- [YOUR GOAL]:
What appears from the first line of the records below through the line containing "Outline every instance of the alloy" must be reproduced verbatim.
*** SUPPLIED MATERIAL Section Begins ***
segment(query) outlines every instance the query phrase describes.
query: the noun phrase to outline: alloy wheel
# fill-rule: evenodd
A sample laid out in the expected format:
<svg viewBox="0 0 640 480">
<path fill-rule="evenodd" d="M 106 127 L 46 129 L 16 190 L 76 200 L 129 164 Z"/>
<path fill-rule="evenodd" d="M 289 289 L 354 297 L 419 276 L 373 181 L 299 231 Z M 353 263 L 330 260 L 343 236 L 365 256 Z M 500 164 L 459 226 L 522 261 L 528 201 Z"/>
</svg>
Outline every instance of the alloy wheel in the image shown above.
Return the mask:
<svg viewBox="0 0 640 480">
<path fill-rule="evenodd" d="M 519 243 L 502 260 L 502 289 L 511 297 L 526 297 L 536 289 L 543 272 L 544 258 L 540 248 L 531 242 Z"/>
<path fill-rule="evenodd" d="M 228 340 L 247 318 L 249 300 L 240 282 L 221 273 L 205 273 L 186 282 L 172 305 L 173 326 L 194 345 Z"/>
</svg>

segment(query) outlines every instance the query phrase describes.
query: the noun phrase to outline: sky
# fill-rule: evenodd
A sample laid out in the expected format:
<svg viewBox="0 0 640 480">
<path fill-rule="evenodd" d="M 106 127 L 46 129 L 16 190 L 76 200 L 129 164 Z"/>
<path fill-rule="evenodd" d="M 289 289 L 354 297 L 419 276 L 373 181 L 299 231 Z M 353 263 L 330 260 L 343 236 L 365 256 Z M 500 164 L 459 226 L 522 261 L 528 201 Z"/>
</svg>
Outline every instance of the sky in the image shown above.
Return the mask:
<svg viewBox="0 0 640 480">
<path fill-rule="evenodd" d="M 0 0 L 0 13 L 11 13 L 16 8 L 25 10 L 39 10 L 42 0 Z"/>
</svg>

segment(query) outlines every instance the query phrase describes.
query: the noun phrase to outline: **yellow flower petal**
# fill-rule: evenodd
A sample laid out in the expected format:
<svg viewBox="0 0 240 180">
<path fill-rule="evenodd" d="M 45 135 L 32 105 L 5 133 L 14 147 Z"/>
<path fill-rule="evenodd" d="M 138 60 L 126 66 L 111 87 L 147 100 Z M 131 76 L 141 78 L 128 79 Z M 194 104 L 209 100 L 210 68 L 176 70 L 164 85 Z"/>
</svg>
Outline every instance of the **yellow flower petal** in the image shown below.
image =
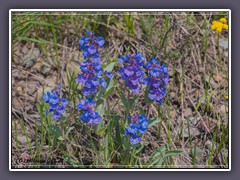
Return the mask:
<svg viewBox="0 0 240 180">
<path fill-rule="evenodd" d="M 226 24 L 227 23 L 227 19 L 226 18 L 221 18 L 220 22 Z"/>
<path fill-rule="evenodd" d="M 225 99 L 228 100 L 228 96 L 225 96 Z"/>
<path fill-rule="evenodd" d="M 219 33 L 222 32 L 222 27 L 217 27 L 216 31 Z"/>
<path fill-rule="evenodd" d="M 212 25 L 212 26 L 211 26 L 211 29 L 212 29 L 212 30 L 215 30 L 216 28 L 217 28 L 216 25 Z"/>
<path fill-rule="evenodd" d="M 226 29 L 226 30 L 228 30 L 228 25 L 227 24 L 223 24 L 223 29 Z"/>
<path fill-rule="evenodd" d="M 216 23 L 217 23 L 217 21 L 213 21 L 213 22 L 212 22 L 212 25 L 214 25 L 214 24 L 216 24 Z"/>
</svg>

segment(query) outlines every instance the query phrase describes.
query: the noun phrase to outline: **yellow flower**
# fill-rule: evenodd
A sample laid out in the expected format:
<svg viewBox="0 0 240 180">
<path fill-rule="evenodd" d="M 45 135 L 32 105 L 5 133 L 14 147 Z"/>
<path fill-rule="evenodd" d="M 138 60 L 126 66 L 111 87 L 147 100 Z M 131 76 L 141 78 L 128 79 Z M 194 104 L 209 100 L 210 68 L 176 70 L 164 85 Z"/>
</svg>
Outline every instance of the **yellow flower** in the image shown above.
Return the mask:
<svg viewBox="0 0 240 180">
<path fill-rule="evenodd" d="M 217 24 L 217 21 L 213 21 L 212 24 L 213 24 L 213 25 L 214 25 L 214 24 Z"/>
<path fill-rule="evenodd" d="M 211 29 L 212 30 L 215 30 L 217 27 L 216 27 L 216 25 L 215 24 L 213 24 L 212 26 L 211 26 Z"/>
<path fill-rule="evenodd" d="M 226 99 L 226 100 L 228 100 L 228 95 L 227 95 L 227 96 L 225 96 L 225 99 Z"/>
<path fill-rule="evenodd" d="M 223 27 L 223 29 L 228 30 L 228 25 L 227 24 L 223 24 L 222 27 Z"/>
<path fill-rule="evenodd" d="M 226 24 L 227 23 L 227 19 L 226 18 L 221 18 L 220 22 Z"/>
<path fill-rule="evenodd" d="M 222 27 L 221 26 L 217 27 L 216 31 L 219 32 L 219 33 L 222 32 Z"/>
<path fill-rule="evenodd" d="M 220 21 L 213 21 L 211 29 L 214 31 L 217 31 L 218 33 L 221 33 L 223 29 L 228 30 L 228 25 L 226 18 L 221 18 Z"/>
</svg>

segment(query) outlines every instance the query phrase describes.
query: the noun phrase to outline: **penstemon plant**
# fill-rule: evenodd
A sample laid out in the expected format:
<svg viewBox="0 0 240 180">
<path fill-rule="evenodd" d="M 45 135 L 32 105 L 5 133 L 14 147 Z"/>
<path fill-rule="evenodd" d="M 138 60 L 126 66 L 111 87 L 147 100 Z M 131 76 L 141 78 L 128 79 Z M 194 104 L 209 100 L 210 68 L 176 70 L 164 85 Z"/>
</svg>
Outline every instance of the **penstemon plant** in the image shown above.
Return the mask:
<svg viewBox="0 0 240 180">
<path fill-rule="evenodd" d="M 79 40 L 84 62 L 79 63 L 80 71 L 74 78 L 75 82 L 71 80 L 74 76 L 69 78 L 69 86 L 74 89 L 71 92 L 73 94 L 69 92 L 68 97 L 71 97 L 69 99 L 60 98 L 61 85 L 57 90 L 46 92 L 43 95 L 44 101 L 49 106 L 46 114 L 52 112 L 52 118 L 57 120 L 58 125 L 61 125 L 61 120 L 65 120 L 63 124 L 67 124 L 68 129 L 58 131 L 65 133 L 61 138 L 58 137 L 60 140 L 68 140 L 73 124 L 80 124 L 82 131 L 84 129 L 88 131 L 92 152 L 101 159 L 96 159 L 95 163 L 92 163 L 96 167 L 109 167 L 109 164 L 124 167 L 140 164 L 139 167 L 142 167 L 144 162 L 140 162 L 137 156 L 144 148 L 144 142 L 141 143 L 144 141 L 143 135 L 153 123 L 149 119 L 149 112 L 145 113 L 143 110 L 138 112 L 135 105 L 142 94 L 145 94 L 147 106 L 155 102 L 157 106 L 162 105 L 169 82 L 168 68 L 165 64 L 160 65 L 156 58 L 147 61 L 140 52 L 120 55 L 117 59 L 118 67 L 115 67 L 116 62 L 103 65 L 100 49 L 104 44 L 103 37 L 86 30 L 86 36 Z M 118 76 L 120 78 L 117 78 Z M 80 91 L 76 88 L 78 84 L 81 85 Z M 116 86 L 121 86 L 121 91 L 116 92 Z M 108 96 L 112 93 L 120 95 L 124 117 L 120 115 L 120 109 L 115 111 L 115 105 L 111 107 L 109 104 Z M 72 105 L 73 108 L 69 107 L 66 111 L 66 107 Z M 75 121 L 69 119 L 71 122 L 67 123 L 68 119 L 62 118 L 66 114 L 70 114 L 67 117 Z M 95 129 L 95 135 L 90 132 L 92 128 Z M 149 162 L 154 160 L 154 157 L 151 157 Z"/>
</svg>

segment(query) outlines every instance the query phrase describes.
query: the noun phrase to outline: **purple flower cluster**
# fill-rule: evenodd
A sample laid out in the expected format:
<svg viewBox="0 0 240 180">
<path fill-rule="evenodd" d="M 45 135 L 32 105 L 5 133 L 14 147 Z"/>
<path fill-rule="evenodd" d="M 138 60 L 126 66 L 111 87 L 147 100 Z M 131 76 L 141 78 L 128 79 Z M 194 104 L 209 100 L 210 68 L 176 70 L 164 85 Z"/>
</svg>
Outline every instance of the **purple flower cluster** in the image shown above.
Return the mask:
<svg viewBox="0 0 240 180">
<path fill-rule="evenodd" d="M 146 65 L 148 77 L 145 78 L 145 84 L 149 87 L 148 97 L 162 104 L 162 99 L 166 95 L 166 85 L 169 81 L 168 68 L 165 64 L 162 66 L 158 60 L 153 58 Z"/>
<path fill-rule="evenodd" d="M 92 99 L 81 99 L 77 105 L 77 110 L 82 110 L 82 114 L 79 116 L 79 119 L 84 123 L 98 124 L 102 117 L 98 112 L 93 110 L 93 107 L 96 105 L 96 102 Z"/>
<path fill-rule="evenodd" d="M 125 129 L 125 135 L 130 135 L 130 143 L 138 144 L 141 141 L 141 135 L 144 134 L 148 127 L 148 119 L 145 115 L 129 116 L 132 123 Z"/>
<path fill-rule="evenodd" d="M 69 104 L 67 99 L 60 98 L 60 90 L 61 86 L 59 85 L 57 90 L 48 91 L 43 95 L 44 101 L 50 105 L 47 113 L 53 112 L 53 118 L 56 120 L 60 120 L 66 106 Z"/>
<path fill-rule="evenodd" d="M 82 93 L 89 96 L 98 91 L 98 86 L 105 88 L 107 82 L 103 76 L 102 59 L 99 56 L 99 48 L 105 43 L 103 37 L 96 37 L 94 33 L 86 30 L 87 36 L 79 40 L 80 49 L 83 50 L 84 62 L 80 63 L 81 74 L 78 74 L 77 82 L 83 84 Z M 112 77 L 111 72 L 105 72 L 108 78 Z"/>
<path fill-rule="evenodd" d="M 79 40 L 80 49 L 83 50 L 83 57 L 87 59 L 89 57 L 94 57 L 97 59 L 98 49 L 102 47 L 105 43 L 105 40 L 102 36 L 95 36 L 94 32 L 89 32 L 86 30 L 87 36 L 82 36 Z"/>
<path fill-rule="evenodd" d="M 119 74 L 133 94 L 141 92 L 141 84 L 144 80 L 144 70 L 142 68 L 144 60 L 145 58 L 141 53 L 120 56 L 118 59 L 118 63 L 123 64 L 123 67 L 119 69 Z"/>
</svg>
*** SUPPLIED MATERIAL Section Ends ***
- [ANSWER BOX]:
segment(query) outlines every instance the query phrase describes.
query: the noun phrase to outline: alloy wheel
# fill-rule: evenodd
A sample laid out in the expected format:
<svg viewBox="0 0 640 480">
<path fill-rule="evenodd" d="M 106 127 L 46 129 L 16 190 L 76 200 L 129 164 Z"/>
<path fill-rule="evenodd" d="M 289 289 L 354 297 L 419 276 L 373 181 L 299 231 Z M 353 263 L 330 260 L 343 236 L 365 256 Z M 500 164 L 459 226 L 522 261 L 528 201 Z"/>
</svg>
Outline every instance of the alloy wheel in the image shown above.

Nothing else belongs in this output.